= REQUIRED WORK =
According to the biography of Jennifer Shay, which facility did she lead as founding director from 1966 to 1986?

= EXTRACTED TEXT =
- Born: March 27, 1930 Hull, England
- Died: May 7, 2018 (aged 88) Yorkshire, England
- Education: University of London (B.S.); University of Manitoba (M.S., Ph.D.);
- Occupation(s): Academic and ecologist

= Jennifer Shay =

Canadian academic and ecologist (1930–2018)

Jennifer Mary Shay, (March 27, 1930 – May 7, 2018), was a Canadian academic and ecologist.

Born in Hull, England, the daughter of Frank and Kathleen Walker, she received a Bachelor of Science from the University of London in 1952. After moving to Canada in 1957, she completed her Master of Science in 1959 and her Doctor of Philosophy in Science in 1964 from the University of Manitoba. In 1965, she became an assistant professor, promoted to associate professor in 1967, and full professor in 1975. From 1966 to 1986, she was the founding director of the Delta Marsh Field Station, a research and teaching facility of the Faculty of Science located on the south shore of Lake Manitoba. She retired in 1993 and was appointed Professor Emerita of Botany in the Faculty of Science in 1995.

In 1988, she was made a Member of the Order of Canada and was promoted to Officer in 2000.

Jennifer Shay retired with her husband C. Thomas Shay to Yorkshire, England, in 2005. She died there in 2018 as a result of complications from Parkinson's disease.

(Stored records)
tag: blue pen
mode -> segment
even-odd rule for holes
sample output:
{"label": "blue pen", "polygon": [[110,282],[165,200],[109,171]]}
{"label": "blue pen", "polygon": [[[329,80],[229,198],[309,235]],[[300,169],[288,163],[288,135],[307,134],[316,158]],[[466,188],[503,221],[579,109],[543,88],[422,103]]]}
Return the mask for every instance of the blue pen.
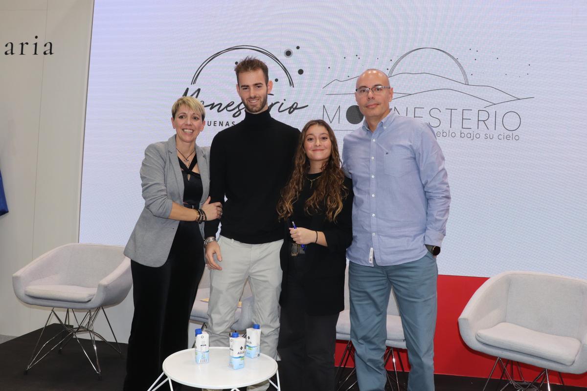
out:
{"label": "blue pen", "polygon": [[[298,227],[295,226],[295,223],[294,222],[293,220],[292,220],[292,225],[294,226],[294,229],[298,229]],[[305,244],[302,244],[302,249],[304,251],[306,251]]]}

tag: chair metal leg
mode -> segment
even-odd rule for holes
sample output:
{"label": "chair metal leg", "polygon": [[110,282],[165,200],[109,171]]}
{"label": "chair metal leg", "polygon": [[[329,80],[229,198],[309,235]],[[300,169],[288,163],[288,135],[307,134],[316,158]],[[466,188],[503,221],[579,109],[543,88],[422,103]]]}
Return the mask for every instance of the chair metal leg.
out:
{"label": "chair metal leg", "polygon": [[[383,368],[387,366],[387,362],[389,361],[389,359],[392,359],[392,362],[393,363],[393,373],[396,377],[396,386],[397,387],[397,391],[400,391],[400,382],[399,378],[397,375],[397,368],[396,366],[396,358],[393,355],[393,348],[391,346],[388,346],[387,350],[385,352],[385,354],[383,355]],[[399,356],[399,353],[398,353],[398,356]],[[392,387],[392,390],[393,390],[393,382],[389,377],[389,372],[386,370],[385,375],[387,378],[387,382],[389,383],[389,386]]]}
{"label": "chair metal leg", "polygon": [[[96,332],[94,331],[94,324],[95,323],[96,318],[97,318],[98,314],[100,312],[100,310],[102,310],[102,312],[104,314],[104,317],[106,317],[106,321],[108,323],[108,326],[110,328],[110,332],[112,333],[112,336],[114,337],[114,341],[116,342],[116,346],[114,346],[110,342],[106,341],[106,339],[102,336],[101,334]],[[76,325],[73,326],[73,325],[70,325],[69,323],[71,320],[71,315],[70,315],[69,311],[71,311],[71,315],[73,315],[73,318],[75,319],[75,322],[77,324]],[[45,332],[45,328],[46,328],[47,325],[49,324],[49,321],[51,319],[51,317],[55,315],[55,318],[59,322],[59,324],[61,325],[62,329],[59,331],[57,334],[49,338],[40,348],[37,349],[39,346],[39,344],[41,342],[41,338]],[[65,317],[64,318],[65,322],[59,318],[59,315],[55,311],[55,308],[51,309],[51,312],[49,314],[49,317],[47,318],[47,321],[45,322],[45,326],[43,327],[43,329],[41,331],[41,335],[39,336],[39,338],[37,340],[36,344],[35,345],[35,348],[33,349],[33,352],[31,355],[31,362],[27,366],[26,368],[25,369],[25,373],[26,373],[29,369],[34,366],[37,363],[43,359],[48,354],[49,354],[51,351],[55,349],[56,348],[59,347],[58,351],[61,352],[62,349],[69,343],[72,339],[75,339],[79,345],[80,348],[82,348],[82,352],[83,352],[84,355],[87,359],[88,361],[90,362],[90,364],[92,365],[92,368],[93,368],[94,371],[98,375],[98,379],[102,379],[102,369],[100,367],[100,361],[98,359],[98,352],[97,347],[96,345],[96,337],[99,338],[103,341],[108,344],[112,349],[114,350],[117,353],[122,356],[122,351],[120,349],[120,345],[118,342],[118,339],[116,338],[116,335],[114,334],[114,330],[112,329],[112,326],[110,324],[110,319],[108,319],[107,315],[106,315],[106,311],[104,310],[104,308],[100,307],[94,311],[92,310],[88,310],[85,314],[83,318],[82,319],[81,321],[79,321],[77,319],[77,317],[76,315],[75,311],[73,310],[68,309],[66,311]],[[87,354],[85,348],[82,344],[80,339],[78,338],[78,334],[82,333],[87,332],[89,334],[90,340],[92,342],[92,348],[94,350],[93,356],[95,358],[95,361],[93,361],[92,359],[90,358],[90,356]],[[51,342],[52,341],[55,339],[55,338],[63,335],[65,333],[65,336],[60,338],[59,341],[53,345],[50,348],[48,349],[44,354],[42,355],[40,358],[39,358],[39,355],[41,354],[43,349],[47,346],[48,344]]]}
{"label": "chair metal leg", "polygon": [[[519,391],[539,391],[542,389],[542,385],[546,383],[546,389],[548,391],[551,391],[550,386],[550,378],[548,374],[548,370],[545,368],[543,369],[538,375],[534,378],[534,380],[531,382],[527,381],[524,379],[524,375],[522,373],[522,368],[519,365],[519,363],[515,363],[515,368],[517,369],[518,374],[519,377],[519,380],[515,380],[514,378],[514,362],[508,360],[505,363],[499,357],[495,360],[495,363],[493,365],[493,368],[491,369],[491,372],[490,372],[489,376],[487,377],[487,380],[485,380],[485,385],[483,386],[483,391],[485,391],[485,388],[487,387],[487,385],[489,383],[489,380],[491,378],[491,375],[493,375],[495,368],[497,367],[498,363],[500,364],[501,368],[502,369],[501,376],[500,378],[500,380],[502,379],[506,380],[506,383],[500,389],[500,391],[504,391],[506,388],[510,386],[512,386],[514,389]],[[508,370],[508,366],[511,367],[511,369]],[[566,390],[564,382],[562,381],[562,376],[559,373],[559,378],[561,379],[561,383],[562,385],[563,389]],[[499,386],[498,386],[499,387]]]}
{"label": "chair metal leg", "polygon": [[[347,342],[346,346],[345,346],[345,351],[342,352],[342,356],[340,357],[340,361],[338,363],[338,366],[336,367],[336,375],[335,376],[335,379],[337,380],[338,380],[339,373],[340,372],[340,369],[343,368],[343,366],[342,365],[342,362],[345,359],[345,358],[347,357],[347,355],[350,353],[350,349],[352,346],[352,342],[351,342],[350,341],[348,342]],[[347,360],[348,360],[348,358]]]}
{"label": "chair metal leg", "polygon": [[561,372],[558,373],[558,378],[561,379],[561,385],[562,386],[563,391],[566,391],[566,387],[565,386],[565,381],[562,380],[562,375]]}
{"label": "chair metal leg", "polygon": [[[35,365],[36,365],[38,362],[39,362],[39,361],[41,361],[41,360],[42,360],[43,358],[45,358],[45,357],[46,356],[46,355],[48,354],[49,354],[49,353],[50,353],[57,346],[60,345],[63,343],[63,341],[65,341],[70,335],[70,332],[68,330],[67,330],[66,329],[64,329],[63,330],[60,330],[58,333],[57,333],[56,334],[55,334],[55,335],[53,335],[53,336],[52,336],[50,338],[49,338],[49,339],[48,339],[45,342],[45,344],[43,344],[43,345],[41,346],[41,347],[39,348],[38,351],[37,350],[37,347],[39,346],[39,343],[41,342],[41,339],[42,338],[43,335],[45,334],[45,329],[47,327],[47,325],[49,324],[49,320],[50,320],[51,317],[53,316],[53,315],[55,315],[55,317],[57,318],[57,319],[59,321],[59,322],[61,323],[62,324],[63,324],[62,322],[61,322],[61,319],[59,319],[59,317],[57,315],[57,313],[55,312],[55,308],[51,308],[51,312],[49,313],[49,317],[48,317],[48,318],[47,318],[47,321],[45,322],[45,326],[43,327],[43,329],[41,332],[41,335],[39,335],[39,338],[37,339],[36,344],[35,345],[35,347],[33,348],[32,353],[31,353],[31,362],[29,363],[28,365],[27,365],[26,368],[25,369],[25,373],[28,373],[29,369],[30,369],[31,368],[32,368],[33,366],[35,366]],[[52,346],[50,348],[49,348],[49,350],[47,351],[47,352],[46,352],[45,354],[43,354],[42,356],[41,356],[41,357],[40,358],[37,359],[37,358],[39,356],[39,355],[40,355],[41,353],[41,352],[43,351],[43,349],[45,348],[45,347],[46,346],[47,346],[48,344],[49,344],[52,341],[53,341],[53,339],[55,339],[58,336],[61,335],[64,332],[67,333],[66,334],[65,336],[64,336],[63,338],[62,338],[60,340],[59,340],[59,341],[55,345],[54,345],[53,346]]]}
--
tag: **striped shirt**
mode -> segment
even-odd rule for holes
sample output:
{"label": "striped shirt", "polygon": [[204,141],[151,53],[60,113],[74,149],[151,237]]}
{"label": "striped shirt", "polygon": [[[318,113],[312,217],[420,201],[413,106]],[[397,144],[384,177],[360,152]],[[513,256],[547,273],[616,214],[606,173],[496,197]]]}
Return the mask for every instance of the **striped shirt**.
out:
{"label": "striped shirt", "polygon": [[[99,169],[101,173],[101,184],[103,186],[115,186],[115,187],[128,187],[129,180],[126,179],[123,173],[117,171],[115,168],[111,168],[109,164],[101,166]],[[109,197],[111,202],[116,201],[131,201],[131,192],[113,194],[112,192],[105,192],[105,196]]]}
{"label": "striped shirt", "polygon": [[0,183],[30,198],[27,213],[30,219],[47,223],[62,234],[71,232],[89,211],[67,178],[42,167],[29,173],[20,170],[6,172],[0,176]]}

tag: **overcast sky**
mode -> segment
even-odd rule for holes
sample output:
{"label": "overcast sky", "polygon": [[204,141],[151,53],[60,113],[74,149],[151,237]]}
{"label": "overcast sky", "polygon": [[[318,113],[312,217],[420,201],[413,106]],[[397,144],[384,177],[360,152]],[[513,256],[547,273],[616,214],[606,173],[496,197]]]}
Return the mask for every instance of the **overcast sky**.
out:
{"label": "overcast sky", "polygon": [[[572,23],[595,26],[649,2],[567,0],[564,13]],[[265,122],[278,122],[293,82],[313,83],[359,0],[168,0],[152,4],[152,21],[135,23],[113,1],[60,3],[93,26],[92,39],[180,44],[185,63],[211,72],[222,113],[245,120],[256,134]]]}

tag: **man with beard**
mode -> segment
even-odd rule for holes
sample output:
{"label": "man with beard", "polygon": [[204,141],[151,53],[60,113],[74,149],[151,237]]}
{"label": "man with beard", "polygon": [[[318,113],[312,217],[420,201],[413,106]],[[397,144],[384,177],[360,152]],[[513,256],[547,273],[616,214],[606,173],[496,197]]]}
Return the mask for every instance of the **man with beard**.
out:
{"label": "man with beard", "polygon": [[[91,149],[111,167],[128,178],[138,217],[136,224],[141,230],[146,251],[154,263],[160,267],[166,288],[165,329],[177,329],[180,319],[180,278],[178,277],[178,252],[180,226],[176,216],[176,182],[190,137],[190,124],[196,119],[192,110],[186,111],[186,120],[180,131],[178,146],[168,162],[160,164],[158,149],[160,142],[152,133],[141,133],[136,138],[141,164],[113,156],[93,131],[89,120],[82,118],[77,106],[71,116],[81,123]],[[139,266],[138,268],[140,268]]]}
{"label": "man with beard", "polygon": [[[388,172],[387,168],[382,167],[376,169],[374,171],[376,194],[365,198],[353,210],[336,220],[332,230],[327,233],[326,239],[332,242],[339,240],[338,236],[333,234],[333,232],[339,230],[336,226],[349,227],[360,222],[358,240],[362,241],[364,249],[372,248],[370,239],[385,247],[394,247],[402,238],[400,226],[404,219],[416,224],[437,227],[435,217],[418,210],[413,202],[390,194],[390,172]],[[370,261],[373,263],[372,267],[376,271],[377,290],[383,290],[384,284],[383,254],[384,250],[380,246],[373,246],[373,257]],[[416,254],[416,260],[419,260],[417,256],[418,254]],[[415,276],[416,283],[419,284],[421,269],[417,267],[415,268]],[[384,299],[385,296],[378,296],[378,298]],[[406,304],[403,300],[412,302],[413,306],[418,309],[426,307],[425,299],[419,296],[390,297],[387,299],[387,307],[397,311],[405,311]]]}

= RESPONSE BELOW =
The Delta Marsh Field Station